====== RECORDS FOR THIS TASK
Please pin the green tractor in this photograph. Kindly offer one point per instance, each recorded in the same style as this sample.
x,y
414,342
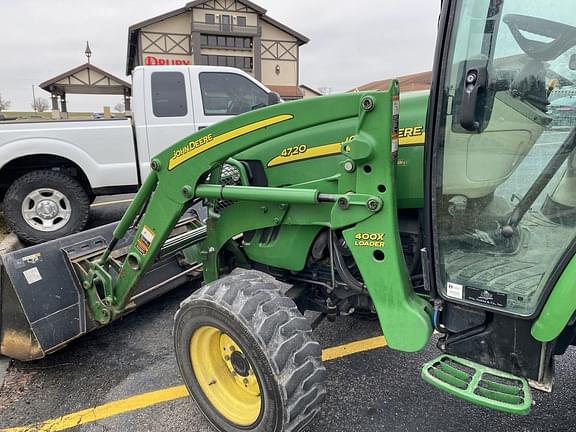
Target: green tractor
x,y
334,205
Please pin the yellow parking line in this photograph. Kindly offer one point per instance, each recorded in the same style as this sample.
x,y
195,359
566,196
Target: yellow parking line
x,y
111,203
144,400
104,411
353,348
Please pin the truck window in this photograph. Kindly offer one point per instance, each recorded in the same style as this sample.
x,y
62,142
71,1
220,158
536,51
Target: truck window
x,y
169,94
229,93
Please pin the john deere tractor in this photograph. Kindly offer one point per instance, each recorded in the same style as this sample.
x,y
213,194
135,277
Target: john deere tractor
x,y
334,205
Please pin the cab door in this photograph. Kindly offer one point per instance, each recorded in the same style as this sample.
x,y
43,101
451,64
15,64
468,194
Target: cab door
x,y
501,170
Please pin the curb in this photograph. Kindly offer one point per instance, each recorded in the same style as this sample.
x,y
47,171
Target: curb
x,y
8,244
4,365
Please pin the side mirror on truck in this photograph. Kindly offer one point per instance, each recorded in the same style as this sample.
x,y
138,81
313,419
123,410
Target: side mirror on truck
x,y
274,98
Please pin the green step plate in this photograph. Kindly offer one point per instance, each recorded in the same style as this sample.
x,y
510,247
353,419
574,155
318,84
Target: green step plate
x,y
479,384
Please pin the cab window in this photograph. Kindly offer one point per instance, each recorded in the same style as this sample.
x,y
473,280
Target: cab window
x,y
226,93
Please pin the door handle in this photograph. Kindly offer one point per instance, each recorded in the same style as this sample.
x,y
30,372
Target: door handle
x,y
473,94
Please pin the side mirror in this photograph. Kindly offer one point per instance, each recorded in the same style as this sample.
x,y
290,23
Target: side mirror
x,y
274,98
572,62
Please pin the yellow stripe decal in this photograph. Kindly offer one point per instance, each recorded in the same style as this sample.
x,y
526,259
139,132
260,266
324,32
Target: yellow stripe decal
x,y
413,140
145,400
309,153
194,148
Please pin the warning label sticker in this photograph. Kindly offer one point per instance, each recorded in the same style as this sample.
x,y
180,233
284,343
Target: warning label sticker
x,y
145,240
32,275
454,290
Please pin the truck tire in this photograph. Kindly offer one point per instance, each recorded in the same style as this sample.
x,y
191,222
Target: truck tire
x,y
45,205
248,357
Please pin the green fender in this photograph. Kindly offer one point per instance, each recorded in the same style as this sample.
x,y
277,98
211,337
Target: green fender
x,y
559,307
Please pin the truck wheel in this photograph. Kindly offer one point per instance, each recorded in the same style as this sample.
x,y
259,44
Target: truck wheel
x,y
45,205
247,356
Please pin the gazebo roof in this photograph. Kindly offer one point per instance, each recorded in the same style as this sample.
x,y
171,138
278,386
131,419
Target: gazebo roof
x,y
87,79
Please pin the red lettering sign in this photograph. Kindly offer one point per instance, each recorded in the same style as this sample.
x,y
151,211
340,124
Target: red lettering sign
x,y
157,61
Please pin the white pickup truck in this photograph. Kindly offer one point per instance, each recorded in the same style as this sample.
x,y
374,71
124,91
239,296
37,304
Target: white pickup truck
x,y
50,171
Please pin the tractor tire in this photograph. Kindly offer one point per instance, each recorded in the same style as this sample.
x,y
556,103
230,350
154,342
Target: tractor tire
x,y
248,357
45,205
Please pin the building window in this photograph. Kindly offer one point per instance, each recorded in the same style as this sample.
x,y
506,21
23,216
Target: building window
x,y
245,63
229,93
169,94
229,42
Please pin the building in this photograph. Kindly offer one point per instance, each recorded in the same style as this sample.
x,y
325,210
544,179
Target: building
x,y
234,33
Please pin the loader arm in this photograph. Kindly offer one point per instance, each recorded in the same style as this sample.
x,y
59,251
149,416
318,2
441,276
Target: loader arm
x,y
359,199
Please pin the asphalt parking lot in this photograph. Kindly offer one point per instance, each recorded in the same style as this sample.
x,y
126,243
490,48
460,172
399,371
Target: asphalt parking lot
x,y
124,377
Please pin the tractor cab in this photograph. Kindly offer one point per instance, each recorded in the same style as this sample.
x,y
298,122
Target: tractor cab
x,y
501,201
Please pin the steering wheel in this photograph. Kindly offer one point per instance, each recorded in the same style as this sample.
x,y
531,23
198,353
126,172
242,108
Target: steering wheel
x,y
563,36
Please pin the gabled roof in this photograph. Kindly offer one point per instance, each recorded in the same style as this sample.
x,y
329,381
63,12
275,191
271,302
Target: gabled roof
x,y
134,29
247,3
99,82
301,38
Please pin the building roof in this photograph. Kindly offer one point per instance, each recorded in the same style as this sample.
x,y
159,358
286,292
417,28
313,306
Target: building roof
x,y
247,3
134,29
299,36
98,82
413,82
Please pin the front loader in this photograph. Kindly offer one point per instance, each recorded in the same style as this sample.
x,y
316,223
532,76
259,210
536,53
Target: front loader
x,y
321,205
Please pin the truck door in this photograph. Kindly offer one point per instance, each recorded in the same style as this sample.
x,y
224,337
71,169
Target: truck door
x,y
501,163
169,109
224,93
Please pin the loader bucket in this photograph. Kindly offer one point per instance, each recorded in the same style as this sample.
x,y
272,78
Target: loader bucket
x,y
42,304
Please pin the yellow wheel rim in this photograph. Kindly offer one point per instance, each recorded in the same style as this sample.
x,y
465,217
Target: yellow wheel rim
x,y
225,375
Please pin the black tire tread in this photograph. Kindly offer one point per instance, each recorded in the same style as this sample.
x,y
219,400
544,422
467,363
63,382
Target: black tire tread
x,y
11,214
285,336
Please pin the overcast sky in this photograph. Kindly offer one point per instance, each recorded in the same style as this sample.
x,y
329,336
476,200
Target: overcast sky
x,y
351,42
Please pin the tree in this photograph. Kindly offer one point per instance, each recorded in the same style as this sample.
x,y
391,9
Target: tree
x,y
119,107
4,103
40,105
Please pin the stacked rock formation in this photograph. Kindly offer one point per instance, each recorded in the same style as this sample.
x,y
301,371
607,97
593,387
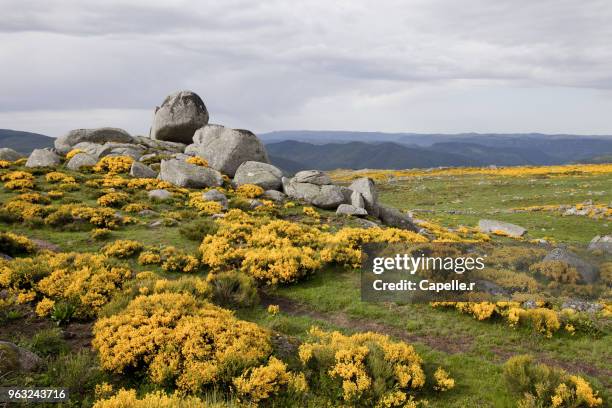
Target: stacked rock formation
x,y
180,130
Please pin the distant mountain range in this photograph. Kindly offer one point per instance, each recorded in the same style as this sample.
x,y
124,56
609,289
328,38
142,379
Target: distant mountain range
x,y
327,150
298,150
24,142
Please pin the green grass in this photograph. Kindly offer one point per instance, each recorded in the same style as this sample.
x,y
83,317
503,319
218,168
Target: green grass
x,y
472,351
484,345
477,197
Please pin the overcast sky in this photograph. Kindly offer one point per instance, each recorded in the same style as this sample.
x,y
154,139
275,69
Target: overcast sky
x,y
407,65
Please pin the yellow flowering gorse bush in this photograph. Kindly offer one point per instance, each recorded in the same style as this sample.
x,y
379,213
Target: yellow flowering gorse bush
x,y
114,164
177,339
357,362
282,251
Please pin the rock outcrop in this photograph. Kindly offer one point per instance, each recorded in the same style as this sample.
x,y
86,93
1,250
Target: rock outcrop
x,y
587,271
99,136
9,154
366,187
226,149
160,194
264,175
42,158
178,117
348,209
601,243
184,174
14,358
141,170
80,160
494,226
395,218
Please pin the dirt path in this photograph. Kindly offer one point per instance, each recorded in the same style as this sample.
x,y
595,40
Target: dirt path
x,y
449,345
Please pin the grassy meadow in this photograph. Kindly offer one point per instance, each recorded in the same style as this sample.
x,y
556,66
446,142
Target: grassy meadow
x,y
57,323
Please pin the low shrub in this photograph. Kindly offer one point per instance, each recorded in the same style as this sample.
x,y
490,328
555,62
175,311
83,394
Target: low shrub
x,y
115,199
158,399
541,385
47,342
365,369
558,271
197,230
233,289
249,191
177,340
114,165
122,248
13,244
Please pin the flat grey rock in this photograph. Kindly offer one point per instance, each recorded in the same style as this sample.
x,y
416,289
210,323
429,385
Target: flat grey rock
x,y
312,177
160,194
366,187
80,160
185,174
263,175
99,135
357,200
217,196
347,209
42,158
587,271
601,243
393,217
513,230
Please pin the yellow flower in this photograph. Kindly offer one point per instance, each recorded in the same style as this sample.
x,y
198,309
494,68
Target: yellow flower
x,y
73,153
249,191
44,307
114,164
273,309
443,381
311,212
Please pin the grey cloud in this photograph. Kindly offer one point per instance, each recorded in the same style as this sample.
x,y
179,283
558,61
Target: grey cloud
x,y
268,61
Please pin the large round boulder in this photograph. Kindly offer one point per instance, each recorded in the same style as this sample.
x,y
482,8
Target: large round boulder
x,y
179,116
366,187
9,154
185,174
264,175
226,149
42,158
141,170
100,136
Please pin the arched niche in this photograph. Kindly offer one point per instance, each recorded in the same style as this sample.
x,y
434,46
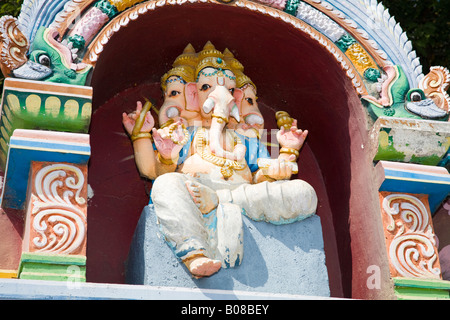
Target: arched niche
x,y
294,72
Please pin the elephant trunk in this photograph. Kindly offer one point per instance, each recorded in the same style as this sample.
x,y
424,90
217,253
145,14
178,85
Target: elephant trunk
x,y
223,105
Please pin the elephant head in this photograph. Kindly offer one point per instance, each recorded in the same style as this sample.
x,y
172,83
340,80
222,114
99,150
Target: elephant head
x,y
217,99
47,60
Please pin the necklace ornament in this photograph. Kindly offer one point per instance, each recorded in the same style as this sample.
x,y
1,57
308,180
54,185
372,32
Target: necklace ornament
x,y
227,166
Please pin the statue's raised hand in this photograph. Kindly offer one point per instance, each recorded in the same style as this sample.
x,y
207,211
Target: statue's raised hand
x,y
293,138
170,140
132,119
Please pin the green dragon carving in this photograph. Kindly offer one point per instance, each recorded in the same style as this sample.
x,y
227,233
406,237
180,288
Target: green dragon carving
x,y
50,60
397,99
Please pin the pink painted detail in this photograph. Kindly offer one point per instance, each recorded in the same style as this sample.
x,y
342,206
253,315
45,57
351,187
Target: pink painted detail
x,y
90,24
444,258
277,4
447,206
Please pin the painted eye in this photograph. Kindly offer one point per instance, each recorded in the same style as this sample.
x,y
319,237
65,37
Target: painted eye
x,y
44,60
205,87
416,97
174,93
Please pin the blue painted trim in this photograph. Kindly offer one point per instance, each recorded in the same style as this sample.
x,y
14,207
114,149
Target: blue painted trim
x,y
20,155
436,186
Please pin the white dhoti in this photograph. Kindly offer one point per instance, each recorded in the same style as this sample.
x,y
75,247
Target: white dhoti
x,y
190,233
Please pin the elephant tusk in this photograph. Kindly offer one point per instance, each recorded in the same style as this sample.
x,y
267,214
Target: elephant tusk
x,y
208,105
235,113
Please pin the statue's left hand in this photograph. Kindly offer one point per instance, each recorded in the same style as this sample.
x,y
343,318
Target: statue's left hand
x,y
279,170
129,120
166,143
293,138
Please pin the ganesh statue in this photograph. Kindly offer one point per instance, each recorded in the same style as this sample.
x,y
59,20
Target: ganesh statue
x,y
208,164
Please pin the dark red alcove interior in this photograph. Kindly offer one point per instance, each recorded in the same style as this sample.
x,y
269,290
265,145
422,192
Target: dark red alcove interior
x,y
293,72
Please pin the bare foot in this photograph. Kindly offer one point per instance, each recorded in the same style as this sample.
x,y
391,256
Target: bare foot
x,y
204,197
203,266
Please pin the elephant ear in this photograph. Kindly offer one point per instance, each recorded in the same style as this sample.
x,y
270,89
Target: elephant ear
x,y
13,46
191,94
238,96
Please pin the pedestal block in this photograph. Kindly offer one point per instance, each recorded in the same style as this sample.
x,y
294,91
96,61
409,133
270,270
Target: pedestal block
x,y
286,259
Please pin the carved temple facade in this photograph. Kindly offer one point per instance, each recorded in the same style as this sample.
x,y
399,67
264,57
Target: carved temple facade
x,y
377,153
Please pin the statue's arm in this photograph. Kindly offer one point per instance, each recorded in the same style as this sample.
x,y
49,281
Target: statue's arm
x,y
149,163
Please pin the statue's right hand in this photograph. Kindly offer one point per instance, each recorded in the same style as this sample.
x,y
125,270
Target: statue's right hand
x,y
129,120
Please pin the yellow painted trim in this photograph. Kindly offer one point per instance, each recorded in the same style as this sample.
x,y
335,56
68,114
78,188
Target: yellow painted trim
x,y
417,180
8,274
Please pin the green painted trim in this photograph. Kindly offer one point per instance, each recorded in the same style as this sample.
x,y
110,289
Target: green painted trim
x,y
38,266
291,7
54,259
421,289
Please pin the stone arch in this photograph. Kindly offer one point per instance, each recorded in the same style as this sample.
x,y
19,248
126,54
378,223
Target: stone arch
x,y
295,71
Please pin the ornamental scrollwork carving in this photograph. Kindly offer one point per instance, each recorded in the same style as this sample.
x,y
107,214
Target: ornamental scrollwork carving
x,y
58,215
410,238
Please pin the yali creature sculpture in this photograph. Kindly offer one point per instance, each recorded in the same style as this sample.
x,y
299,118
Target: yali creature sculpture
x,y
209,166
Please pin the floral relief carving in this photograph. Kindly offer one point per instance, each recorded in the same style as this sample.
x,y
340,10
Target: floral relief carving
x,y
57,219
410,238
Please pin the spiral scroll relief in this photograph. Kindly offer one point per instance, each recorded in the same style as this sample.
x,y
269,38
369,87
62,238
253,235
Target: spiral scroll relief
x,y
410,238
57,219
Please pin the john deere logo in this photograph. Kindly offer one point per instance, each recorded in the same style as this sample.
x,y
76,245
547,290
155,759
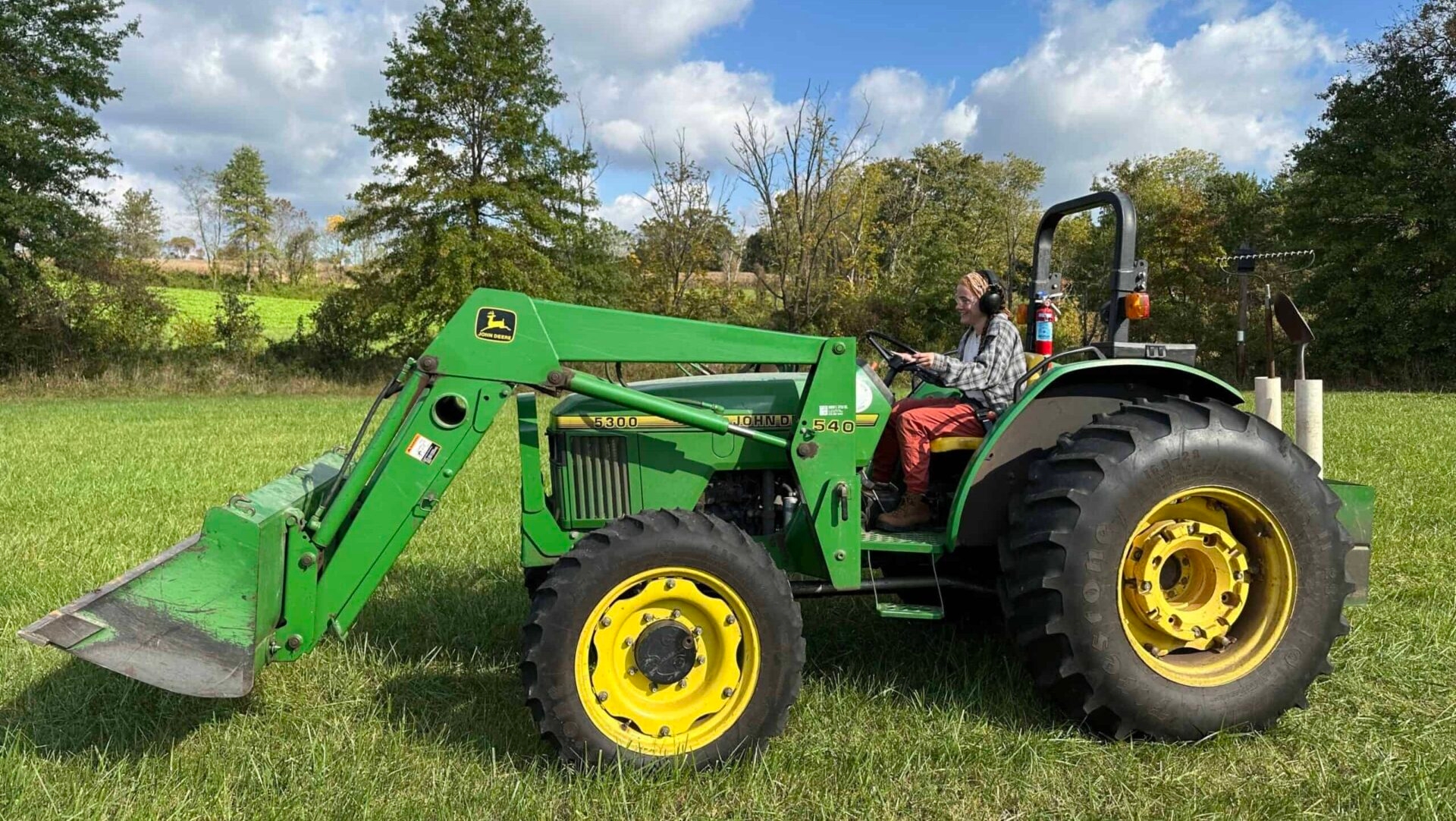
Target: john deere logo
x,y
495,325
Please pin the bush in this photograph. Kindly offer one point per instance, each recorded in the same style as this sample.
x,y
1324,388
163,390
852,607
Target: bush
x,y
55,316
237,326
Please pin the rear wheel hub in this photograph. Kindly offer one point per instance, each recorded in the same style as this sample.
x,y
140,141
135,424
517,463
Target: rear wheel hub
x,y
1187,583
664,653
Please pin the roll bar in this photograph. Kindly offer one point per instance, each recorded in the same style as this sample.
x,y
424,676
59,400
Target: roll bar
x,y
1125,250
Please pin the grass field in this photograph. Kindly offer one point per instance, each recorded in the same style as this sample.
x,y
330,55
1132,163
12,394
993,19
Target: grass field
x,y
419,715
278,315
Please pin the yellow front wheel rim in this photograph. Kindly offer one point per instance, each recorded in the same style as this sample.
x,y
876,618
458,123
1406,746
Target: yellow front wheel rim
x,y
667,661
1207,586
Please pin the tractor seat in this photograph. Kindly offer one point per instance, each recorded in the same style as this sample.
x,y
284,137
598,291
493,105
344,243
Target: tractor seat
x,y
946,445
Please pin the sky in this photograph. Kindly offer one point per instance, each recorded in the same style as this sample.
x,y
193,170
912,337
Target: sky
x,y
1074,85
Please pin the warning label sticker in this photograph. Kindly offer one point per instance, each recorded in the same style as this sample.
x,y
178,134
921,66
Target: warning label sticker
x,y
422,448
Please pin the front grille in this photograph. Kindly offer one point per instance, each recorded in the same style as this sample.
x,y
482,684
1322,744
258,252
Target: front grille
x,y
599,477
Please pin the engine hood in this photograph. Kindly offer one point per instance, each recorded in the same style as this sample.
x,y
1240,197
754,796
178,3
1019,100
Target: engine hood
x,y
769,398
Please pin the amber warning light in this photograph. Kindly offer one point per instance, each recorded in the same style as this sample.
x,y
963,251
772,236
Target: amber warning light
x,y
1138,306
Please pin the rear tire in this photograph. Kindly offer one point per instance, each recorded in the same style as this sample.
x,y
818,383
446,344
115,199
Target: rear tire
x,y
1138,482
603,664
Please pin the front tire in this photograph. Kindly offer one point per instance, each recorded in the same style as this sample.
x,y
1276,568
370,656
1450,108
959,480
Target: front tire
x,y
666,635
1175,568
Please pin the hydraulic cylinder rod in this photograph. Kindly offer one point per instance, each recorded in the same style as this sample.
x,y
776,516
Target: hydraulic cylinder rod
x,y
666,408
364,467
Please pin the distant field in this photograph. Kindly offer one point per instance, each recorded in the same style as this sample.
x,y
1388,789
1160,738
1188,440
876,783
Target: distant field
x,y
280,315
419,715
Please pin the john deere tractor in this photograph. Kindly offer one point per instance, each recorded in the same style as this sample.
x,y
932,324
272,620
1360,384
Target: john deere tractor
x,y
1166,564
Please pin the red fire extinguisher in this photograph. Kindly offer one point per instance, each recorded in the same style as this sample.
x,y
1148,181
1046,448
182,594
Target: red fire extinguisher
x,y
1046,316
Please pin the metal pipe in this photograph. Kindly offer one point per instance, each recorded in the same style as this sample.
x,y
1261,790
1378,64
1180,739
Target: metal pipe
x,y
821,590
666,408
766,491
354,483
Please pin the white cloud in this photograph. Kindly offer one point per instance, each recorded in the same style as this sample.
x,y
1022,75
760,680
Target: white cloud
x,y
294,76
210,76
626,210
701,99
1097,88
908,111
623,34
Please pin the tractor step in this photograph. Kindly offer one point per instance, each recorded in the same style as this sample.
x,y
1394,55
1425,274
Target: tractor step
x,y
930,542
896,610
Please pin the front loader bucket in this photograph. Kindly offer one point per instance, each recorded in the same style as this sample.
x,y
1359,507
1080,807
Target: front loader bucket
x,y
200,618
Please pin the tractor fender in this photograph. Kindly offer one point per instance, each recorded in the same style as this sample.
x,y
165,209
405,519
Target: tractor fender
x,y
1059,402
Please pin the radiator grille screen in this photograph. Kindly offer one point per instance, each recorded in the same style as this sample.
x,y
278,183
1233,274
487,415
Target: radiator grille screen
x,y
599,477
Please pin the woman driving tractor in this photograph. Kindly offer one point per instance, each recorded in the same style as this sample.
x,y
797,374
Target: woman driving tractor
x,y
984,367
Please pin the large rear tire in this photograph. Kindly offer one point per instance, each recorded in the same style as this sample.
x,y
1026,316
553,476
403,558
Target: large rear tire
x,y
1175,568
666,635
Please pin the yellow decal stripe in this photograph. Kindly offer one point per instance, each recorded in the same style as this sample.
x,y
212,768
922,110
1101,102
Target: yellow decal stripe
x,y
637,423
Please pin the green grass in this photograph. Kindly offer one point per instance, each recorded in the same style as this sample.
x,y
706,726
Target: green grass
x,y
278,315
419,713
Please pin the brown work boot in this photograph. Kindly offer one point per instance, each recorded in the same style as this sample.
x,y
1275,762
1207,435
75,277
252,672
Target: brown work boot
x,y
912,513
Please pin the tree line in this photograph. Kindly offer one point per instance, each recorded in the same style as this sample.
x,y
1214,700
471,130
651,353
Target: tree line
x,y
473,188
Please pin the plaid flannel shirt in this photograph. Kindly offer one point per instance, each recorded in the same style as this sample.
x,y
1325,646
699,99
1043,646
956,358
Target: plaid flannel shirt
x,y
996,367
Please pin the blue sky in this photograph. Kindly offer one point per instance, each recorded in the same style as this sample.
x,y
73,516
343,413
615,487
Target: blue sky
x,y
1069,83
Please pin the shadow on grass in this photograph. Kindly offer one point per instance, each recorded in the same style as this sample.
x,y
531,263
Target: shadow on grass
x,y
457,629
959,665
82,709
471,619
453,634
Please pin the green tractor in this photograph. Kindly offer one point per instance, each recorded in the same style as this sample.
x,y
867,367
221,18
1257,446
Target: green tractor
x,y
1166,564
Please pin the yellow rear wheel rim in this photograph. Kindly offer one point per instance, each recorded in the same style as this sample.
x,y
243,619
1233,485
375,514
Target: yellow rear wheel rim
x,y
1207,586
674,716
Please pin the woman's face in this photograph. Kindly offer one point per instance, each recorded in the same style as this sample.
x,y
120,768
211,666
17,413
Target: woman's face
x,y
967,306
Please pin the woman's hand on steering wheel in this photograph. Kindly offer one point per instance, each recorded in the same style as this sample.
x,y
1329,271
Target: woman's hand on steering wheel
x,y
905,358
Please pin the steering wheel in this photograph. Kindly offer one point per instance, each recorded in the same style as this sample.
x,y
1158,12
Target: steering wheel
x,y
896,364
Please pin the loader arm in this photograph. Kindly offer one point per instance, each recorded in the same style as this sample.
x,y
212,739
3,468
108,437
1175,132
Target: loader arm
x,y
273,572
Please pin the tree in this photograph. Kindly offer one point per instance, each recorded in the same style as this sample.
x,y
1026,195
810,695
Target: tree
x,y
55,76
1429,34
807,188
688,231
206,213
472,187
242,193
137,222
180,248
1375,190
294,239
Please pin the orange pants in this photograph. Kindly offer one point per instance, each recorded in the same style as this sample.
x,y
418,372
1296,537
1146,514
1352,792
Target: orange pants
x,y
913,423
============
EXERCISE AIM: The line containing "Please pin the orange" and every line after it, through the last one above, should be written out word for word.

YOUR RESPONSE:
Please pin the orange pants in this photograph. Kindly offer one point per instance, each recorded in the same style as this sample.
x,y
418,372
1296,537
1146,514
1352,792
Target: orange pants
x,y
913,423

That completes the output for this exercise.